*Your task*: Each record must be retyped word for word.

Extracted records
= Beginning of Section =
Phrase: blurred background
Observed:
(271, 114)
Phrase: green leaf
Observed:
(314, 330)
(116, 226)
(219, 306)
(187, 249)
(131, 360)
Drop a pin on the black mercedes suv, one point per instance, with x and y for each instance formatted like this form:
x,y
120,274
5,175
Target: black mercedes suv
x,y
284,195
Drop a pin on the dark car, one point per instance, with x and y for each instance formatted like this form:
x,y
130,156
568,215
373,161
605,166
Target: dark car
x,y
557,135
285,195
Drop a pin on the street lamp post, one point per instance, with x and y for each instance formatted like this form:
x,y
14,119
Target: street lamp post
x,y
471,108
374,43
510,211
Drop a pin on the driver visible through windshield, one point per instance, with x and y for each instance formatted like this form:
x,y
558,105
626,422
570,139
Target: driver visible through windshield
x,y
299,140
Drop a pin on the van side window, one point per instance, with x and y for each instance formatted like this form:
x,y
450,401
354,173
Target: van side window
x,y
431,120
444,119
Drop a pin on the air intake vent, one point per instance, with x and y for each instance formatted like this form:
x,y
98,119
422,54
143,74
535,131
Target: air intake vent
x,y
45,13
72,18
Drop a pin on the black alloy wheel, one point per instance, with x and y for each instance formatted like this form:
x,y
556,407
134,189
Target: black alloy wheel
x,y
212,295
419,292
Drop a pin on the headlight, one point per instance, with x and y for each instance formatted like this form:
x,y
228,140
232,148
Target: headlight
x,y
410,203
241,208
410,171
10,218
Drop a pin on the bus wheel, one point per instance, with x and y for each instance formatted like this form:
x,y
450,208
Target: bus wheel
= End of Section =
*Solution to the exercise*:
Phrase: blurred background
Observed:
(271, 114)
Phrase: green leaf
Observed:
(314, 330)
(116, 226)
(219, 306)
(187, 249)
(131, 360)
Drop a pin on the black mercedes suv, one point per instance, with x and y for each instance formatted like this form:
x,y
120,274
5,175
Target: black mercedes suv
x,y
284,195
Drop a pin on the dark car, one point per instance, with x and y for each instance formatted like this form:
x,y
130,156
568,215
373,161
605,166
Target: dark car
x,y
557,135
285,195
Drop a pin on the street lamp post, one point per instance, with x and y for each instance formatted like this form:
x,y
14,119
Target: street lamp post
x,y
471,108
374,43
510,211
Drop a pin on the driver visible through windshield, one point per instance, with x and y for each instance formatted like this form:
x,y
558,105
626,422
570,139
Target: driver visible through windshield
x,y
299,140
Drop a pin on the van side window, one point per instance, with x and y for each instance formatted like this form:
x,y
450,401
354,173
Target: van side window
x,y
431,120
444,119
Drop a pin on the air intake vent, one point per instance, with x and y for each instance formatted like this form:
x,y
98,119
422,54
143,74
535,131
Target: air intake vent
x,y
45,13
72,18
Drop a pin on the black alloy wheel, one point per instance, with x and y for each instance formatted like this form:
x,y
556,407
134,189
Target: black alloy wheel
x,y
212,295
419,292
Drop a pin on the headlight, one point per instance, with x and y for each instance formatted like this form:
x,y
228,140
232,148
Target: headlight
x,y
410,203
241,208
410,171
10,218
Drop a pin on the bus wheel, one point per instance, with x and y for each instance formatted like this form:
x,y
450,208
Target: bus wheel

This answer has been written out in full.